* **Your task**:
Return only the lines starting at the line that contains "Target: standing person" and ending with the final line of the listing; include both endpoints.

* **Photo object pointing records**:
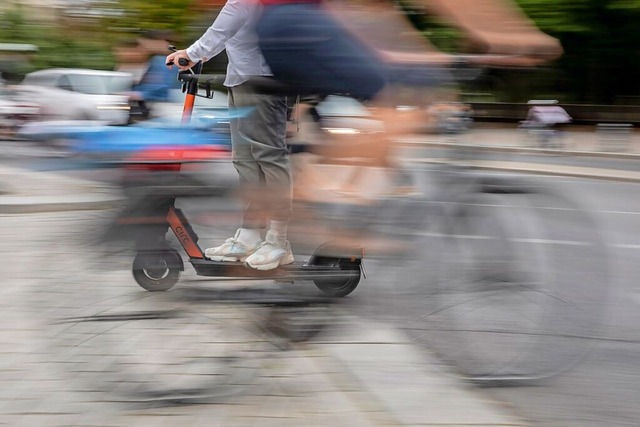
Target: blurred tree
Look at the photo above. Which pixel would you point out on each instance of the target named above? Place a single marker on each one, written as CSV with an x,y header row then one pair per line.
x,y
56,47
600,40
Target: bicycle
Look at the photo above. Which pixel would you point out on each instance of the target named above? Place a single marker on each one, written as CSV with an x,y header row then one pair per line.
x,y
486,309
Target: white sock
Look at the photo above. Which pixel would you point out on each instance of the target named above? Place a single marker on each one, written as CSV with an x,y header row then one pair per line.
x,y
249,236
279,230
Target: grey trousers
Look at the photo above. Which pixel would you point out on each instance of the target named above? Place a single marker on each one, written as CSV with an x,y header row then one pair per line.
x,y
260,156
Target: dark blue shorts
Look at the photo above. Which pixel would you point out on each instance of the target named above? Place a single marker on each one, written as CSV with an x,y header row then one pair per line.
x,y
313,54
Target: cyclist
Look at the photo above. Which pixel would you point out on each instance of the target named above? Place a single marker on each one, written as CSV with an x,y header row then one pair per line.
x,y
259,148
309,49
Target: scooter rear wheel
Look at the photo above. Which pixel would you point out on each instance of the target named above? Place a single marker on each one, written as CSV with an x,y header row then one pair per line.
x,y
338,287
157,271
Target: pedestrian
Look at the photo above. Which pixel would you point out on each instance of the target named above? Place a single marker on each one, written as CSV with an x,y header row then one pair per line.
x,y
157,82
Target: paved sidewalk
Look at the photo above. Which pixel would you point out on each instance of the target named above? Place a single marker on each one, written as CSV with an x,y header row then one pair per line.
x,y
366,374
360,373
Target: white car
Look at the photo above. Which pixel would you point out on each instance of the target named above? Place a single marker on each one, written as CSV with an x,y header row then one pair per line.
x,y
15,111
79,94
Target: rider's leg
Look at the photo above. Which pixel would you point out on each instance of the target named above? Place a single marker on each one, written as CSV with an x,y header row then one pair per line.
x,y
248,237
263,132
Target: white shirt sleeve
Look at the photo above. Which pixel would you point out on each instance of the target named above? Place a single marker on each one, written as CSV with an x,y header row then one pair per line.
x,y
232,17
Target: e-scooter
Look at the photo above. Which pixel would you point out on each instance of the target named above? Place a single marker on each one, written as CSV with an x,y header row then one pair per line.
x,y
157,266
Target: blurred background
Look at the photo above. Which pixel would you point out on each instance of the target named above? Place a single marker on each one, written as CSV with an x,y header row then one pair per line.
x,y
546,91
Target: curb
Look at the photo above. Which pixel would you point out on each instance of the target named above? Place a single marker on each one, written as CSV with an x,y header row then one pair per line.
x,y
539,169
23,205
521,150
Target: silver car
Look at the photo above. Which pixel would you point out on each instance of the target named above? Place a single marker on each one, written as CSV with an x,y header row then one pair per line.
x,y
79,94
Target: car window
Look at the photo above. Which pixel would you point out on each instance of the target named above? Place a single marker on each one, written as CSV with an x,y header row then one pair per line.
x,y
64,83
40,80
99,85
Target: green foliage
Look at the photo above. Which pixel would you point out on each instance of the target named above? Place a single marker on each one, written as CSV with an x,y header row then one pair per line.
x,y
139,15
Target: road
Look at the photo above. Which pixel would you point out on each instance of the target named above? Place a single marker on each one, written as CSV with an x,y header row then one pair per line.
x,y
602,390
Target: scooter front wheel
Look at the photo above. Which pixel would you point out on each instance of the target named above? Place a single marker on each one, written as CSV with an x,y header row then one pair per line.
x,y
157,271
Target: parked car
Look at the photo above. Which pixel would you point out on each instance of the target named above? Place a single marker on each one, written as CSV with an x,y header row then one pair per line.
x,y
79,94
15,111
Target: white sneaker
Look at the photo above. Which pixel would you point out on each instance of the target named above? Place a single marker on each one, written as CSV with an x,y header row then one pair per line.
x,y
232,250
270,254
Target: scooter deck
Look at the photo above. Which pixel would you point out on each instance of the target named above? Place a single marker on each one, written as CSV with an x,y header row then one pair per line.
x,y
294,271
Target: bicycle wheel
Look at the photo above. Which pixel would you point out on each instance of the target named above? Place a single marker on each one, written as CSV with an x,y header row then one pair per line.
x,y
522,285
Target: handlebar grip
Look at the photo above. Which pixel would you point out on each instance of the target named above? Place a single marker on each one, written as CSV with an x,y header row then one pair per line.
x,y
182,61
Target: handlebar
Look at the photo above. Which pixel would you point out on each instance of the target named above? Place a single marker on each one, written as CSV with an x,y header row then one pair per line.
x,y
181,61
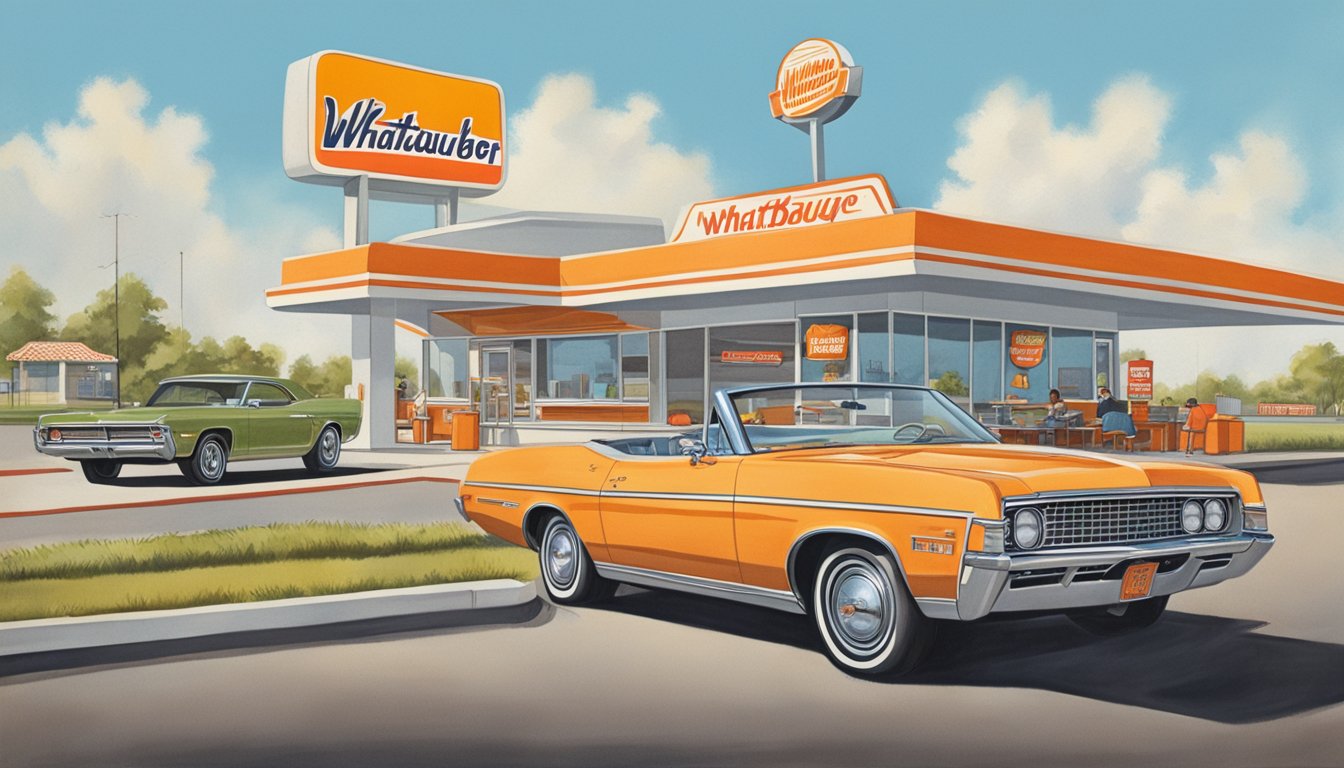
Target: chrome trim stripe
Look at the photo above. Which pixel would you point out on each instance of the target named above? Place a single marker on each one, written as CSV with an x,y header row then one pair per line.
x,y
1118,494
859,506
708,587
523,487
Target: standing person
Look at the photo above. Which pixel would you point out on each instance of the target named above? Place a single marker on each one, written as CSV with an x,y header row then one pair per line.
x,y
1108,404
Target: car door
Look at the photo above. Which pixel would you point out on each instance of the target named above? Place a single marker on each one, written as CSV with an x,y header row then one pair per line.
x,y
665,514
276,425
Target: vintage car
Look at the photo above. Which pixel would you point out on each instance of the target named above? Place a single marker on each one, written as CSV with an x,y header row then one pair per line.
x,y
202,423
876,509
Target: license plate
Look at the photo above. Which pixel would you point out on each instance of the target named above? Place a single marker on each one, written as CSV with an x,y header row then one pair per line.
x,y
1139,581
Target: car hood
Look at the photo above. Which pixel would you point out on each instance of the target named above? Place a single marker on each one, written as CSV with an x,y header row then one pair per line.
x,y
1016,470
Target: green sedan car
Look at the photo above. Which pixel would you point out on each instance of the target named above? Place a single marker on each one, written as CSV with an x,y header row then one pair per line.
x,y
202,424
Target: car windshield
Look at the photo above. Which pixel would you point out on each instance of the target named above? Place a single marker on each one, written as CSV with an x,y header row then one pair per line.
x,y
809,417
196,393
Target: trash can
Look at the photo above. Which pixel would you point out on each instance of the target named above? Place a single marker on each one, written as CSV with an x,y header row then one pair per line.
x,y
467,431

* **Answer to the problem**:
Target: standing person
Look at the photo above. Which pixel would you point out on each instance of the target named above? Place a single marker on each one, written as CSV with an x,y header row then one pair per line.
x,y
1108,404
Target: car door
Look at the photo above. Which pixel would you point out on each instance of the target named above? Place a single marker on each one, written as CSV with an x,y header row then one pair per line.
x,y
665,514
276,425
Target: vintage car
Look at the photo above. Which pixel would you point out on each instance of the target named above? Place a single marker on each one, written as CSV with an x,y header row then one pair per line.
x,y
202,423
876,509
Target: license plate
Look at the photo above. Which pixel would you point out on each instance of the target named above? Place a single marker on each one, written as CSV with an x,y header row then one pair per line.
x,y
1139,581
Target: car hood
Look at the photo above. Which pixel would you point out on each instance of the target named above? Place a single marker on each one, written as CSV with an x,y header row then one pair per line.
x,y
1016,470
Target: green sedan car
Look at the photo above. Which pixel would you point out on each instance of the target named above? Place a single marker on each one, written as CSV with an x,y header row then one pair per line.
x,y
202,424
Target: car windshield
Look at the photo above. Which pixel would you point out on each instance of the target named above? Place a single marker on each one, written as CSV with an x,y header row then one pair per line.
x,y
809,417
196,393
Target: trash can
Look at the photo above. Which pixel would you point out on each instance of the target named above? Place a single marker on each one, written as CSV with an x,y header row then one pair per line.
x,y
467,431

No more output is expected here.